# [Task directions]
For each line in the records that contains "white", make a copy.

# [Task data]
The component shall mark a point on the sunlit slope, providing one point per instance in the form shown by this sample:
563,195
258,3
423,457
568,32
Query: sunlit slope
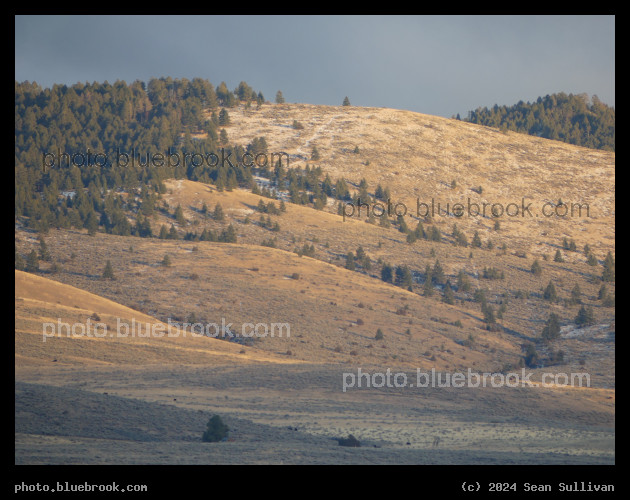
419,156
105,332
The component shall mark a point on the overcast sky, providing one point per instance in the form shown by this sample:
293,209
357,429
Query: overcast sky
439,65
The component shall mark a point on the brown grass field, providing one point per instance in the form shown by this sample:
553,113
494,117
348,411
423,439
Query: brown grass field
114,399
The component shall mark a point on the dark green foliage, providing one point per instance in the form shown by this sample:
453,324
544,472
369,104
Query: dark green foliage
179,215
308,250
224,117
437,273
218,214
387,273
479,295
569,118
536,268
108,272
609,268
459,237
476,243
463,282
531,357
216,430
44,254
550,293
19,262
551,330
576,295
488,313
449,296
350,261
271,243
32,262
228,235
350,441
585,316
403,277
492,273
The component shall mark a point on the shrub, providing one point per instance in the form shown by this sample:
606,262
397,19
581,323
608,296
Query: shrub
349,441
585,316
550,293
536,268
552,328
108,272
216,430
531,356
609,268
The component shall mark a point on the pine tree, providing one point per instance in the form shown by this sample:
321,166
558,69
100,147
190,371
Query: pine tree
32,262
476,243
558,256
437,273
609,268
216,430
218,213
449,296
387,273
179,215
350,261
108,272
585,316
224,117
552,328
550,293
435,234
536,268
576,295
19,262
44,254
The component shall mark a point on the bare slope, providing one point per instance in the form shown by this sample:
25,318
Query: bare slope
116,335
419,156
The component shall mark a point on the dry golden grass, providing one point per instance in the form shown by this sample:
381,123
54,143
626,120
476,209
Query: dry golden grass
418,156
333,313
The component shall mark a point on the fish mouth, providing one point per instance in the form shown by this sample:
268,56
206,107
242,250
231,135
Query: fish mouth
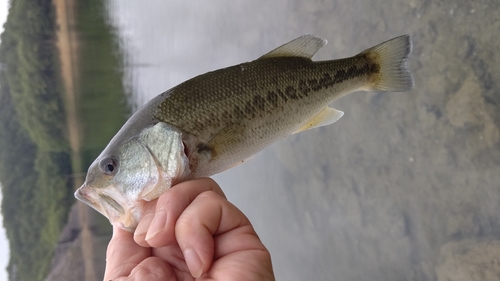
102,203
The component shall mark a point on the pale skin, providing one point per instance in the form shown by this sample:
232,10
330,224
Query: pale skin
190,233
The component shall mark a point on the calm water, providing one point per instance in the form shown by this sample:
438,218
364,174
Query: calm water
406,186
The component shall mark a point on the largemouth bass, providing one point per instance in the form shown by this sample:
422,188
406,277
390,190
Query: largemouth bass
216,120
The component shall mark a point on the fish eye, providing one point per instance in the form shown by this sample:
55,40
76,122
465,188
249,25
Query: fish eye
109,165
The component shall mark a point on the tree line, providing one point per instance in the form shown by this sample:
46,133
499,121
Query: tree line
34,152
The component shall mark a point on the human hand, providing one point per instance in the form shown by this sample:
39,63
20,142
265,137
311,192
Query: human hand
190,233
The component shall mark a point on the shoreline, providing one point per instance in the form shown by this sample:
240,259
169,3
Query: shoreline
67,44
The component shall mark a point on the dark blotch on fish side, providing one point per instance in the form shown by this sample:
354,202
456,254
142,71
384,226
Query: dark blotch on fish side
272,98
291,92
259,102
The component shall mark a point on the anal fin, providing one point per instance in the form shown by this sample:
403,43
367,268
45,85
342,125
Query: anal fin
326,117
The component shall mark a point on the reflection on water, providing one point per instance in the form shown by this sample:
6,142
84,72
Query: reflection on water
406,185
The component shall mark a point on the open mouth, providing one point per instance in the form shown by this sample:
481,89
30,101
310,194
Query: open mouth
98,202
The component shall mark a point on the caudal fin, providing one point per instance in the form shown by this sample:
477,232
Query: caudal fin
391,56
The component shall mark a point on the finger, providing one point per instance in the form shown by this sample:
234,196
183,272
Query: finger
152,269
207,216
123,254
169,207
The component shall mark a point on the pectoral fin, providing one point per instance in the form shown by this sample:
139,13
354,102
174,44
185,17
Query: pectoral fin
326,117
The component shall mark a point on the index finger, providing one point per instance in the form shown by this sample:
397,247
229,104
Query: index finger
123,254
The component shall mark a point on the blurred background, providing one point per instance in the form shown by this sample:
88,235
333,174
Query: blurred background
406,186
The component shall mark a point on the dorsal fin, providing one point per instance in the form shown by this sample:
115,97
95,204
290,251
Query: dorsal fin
305,46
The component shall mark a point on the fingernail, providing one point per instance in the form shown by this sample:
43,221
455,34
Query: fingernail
157,225
193,262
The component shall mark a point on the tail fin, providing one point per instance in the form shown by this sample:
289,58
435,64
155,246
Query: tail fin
391,56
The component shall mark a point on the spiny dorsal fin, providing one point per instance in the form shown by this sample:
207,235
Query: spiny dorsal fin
305,46
326,117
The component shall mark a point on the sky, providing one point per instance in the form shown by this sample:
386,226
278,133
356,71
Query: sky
4,244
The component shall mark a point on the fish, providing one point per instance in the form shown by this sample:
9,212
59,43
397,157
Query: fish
216,120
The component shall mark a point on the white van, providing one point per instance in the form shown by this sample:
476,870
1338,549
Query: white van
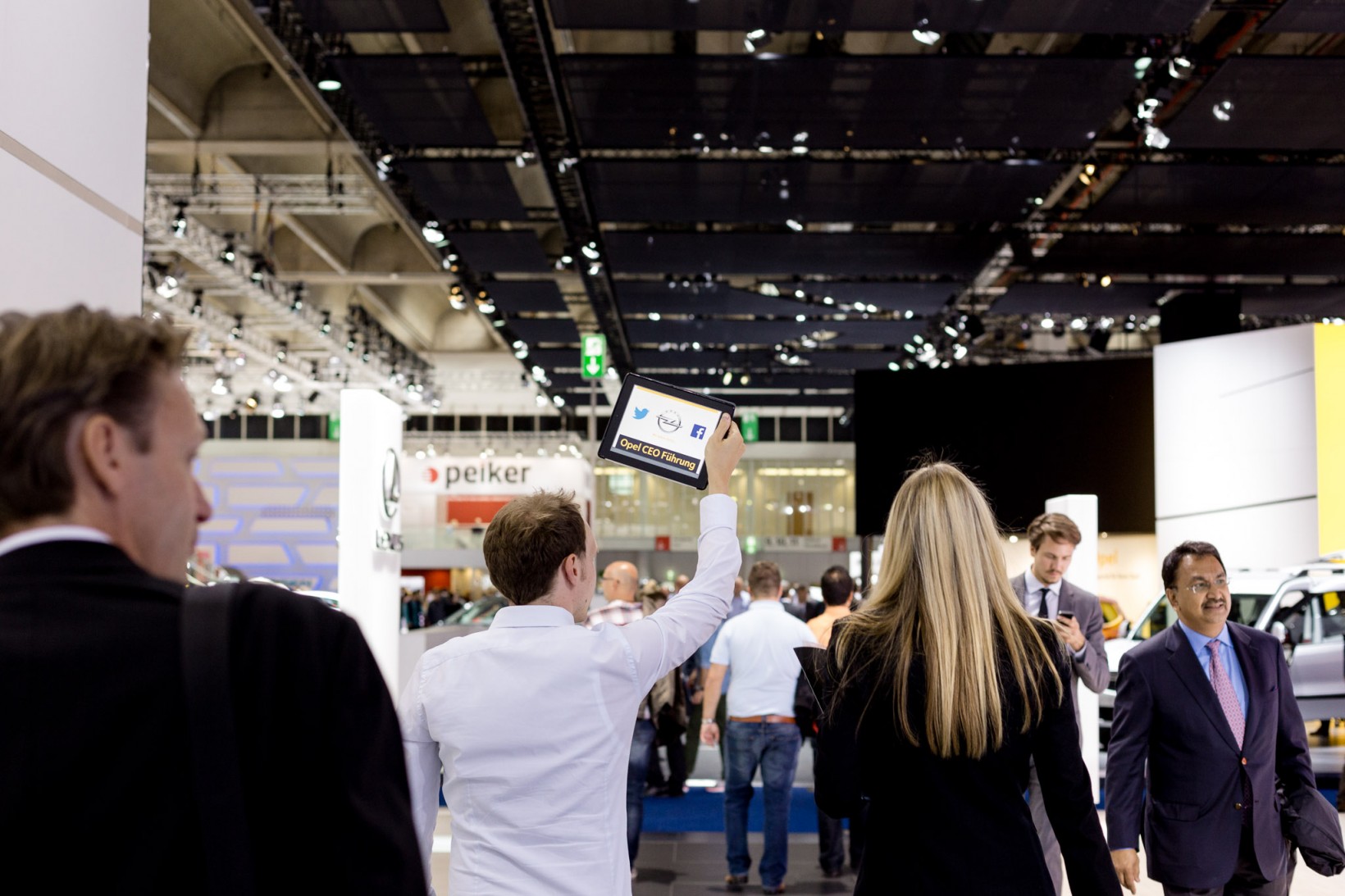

# [Response for this exercise]
The component shall mark a point on the white van, providing one point per instance in the form shown by this sample:
Query: white van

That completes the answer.